DIRECTIVE: Extract the lines from the one containing "# target: sofa backrest cushion" through the one containing "Give the mask of every instance of the sofa", both included, and reproduce them verbatim.

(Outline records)
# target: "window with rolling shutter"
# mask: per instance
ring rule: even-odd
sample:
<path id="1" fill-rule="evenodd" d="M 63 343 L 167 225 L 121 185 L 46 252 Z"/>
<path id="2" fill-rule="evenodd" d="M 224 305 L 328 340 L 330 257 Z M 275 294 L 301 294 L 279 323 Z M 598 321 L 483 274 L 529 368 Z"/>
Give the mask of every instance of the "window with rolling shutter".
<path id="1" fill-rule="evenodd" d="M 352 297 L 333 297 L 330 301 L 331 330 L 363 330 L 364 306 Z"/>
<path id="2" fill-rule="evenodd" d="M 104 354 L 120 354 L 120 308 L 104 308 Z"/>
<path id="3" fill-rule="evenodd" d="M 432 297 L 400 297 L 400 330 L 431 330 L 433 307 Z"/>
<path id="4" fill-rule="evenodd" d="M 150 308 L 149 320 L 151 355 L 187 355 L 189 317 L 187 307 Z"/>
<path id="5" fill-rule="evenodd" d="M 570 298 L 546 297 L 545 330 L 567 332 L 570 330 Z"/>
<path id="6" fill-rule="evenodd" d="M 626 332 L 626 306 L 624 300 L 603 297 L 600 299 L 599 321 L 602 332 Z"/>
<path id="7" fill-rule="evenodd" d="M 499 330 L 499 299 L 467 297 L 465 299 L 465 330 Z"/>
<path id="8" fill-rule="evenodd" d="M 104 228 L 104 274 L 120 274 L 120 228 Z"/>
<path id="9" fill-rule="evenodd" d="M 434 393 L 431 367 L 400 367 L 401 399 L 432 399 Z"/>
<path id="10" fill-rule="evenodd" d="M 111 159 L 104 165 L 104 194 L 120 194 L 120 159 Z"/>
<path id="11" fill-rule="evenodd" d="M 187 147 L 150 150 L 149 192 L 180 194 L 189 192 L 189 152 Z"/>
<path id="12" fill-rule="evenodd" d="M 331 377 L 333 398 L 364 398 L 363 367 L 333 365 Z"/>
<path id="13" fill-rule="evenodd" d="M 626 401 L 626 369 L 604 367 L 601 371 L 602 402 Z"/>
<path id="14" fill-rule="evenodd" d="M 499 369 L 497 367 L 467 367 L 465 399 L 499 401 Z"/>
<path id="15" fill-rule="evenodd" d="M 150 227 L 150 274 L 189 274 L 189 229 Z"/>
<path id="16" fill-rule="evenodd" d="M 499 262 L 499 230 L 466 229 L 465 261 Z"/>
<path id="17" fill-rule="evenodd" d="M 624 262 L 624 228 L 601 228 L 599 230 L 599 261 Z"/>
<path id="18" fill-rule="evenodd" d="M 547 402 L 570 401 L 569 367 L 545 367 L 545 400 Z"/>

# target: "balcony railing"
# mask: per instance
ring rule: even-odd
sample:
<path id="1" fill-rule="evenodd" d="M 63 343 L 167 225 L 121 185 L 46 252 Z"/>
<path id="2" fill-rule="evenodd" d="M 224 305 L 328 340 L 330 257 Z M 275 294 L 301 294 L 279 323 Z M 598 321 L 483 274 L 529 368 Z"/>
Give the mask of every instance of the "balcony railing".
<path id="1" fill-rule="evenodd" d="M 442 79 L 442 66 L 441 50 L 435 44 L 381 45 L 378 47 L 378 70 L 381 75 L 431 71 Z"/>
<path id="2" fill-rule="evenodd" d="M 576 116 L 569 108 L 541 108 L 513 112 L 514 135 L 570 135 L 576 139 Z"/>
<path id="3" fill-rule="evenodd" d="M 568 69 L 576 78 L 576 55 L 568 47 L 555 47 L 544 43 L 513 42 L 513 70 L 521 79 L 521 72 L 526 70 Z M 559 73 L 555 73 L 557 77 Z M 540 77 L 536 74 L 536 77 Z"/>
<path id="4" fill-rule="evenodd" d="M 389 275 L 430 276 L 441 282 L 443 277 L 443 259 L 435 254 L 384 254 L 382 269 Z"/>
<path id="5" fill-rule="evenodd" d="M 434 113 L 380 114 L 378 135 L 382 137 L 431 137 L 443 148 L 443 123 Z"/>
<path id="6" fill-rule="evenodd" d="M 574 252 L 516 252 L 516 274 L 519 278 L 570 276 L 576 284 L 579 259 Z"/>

---

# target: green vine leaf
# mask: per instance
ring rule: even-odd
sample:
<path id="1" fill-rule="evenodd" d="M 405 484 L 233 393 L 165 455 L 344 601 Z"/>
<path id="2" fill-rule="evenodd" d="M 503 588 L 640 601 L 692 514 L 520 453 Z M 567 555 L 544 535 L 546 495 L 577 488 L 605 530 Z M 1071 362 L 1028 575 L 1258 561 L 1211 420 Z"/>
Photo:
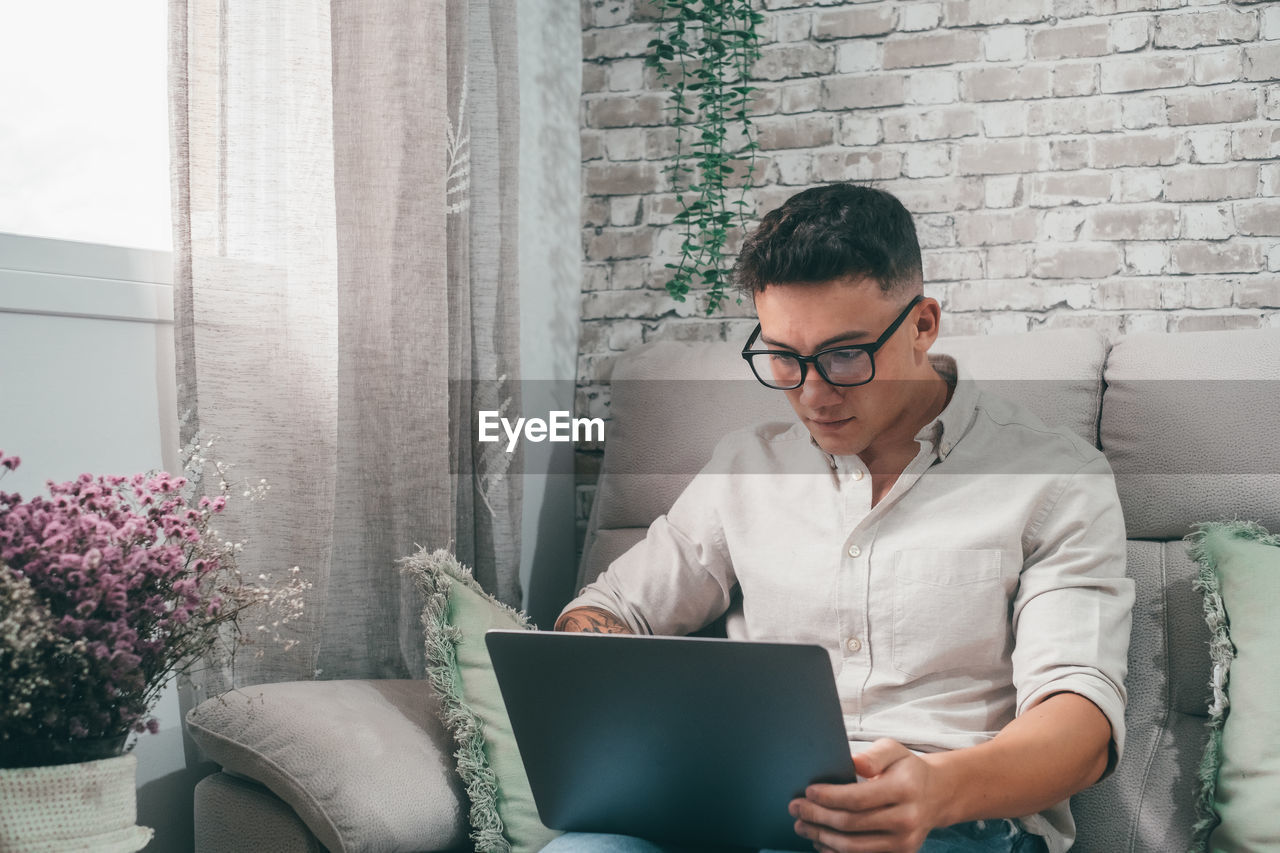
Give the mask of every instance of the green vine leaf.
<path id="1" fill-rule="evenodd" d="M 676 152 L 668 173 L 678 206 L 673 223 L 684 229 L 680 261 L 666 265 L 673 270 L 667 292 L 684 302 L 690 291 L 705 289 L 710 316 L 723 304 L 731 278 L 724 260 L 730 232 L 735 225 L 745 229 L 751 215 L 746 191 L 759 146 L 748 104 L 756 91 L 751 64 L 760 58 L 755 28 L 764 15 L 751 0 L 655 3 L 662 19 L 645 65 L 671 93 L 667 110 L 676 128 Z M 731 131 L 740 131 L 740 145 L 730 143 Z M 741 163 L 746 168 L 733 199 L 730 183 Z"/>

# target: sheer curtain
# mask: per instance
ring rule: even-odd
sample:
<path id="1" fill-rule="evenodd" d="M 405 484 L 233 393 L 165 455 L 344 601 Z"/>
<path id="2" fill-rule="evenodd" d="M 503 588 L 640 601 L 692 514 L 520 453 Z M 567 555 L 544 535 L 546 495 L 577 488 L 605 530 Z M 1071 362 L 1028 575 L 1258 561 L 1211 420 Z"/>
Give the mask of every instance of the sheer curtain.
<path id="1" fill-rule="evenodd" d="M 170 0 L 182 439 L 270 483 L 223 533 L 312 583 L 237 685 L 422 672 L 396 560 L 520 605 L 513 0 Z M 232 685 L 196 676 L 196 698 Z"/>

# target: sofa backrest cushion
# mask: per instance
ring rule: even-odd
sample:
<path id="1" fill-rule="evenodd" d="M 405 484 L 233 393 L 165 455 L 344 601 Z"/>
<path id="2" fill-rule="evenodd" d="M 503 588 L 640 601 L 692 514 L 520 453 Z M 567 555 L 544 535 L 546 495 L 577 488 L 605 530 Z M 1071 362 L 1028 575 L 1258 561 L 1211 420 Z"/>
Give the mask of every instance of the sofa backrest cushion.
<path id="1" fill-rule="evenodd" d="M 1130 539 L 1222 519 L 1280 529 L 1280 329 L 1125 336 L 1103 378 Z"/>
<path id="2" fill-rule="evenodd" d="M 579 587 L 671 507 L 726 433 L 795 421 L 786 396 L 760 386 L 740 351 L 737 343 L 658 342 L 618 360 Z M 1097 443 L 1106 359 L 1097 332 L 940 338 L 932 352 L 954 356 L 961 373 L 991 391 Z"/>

SOLUTION TO THIS EXERCISE:
# target: sofa backrest cushion
# mask: per instance
ring rule: even-odd
sample:
<path id="1" fill-rule="evenodd" d="M 405 484 L 233 393 L 165 455 L 344 601 Z"/>
<path id="2" fill-rule="evenodd" d="M 503 588 L 640 601 L 692 514 L 520 453 Z M 567 555 L 544 535 L 546 495 L 577 488 L 605 530 Z M 1071 362 L 1028 575 L 1258 561 L 1211 420 Z"/>
Give the mask of every instance of the sofa backrest cushion.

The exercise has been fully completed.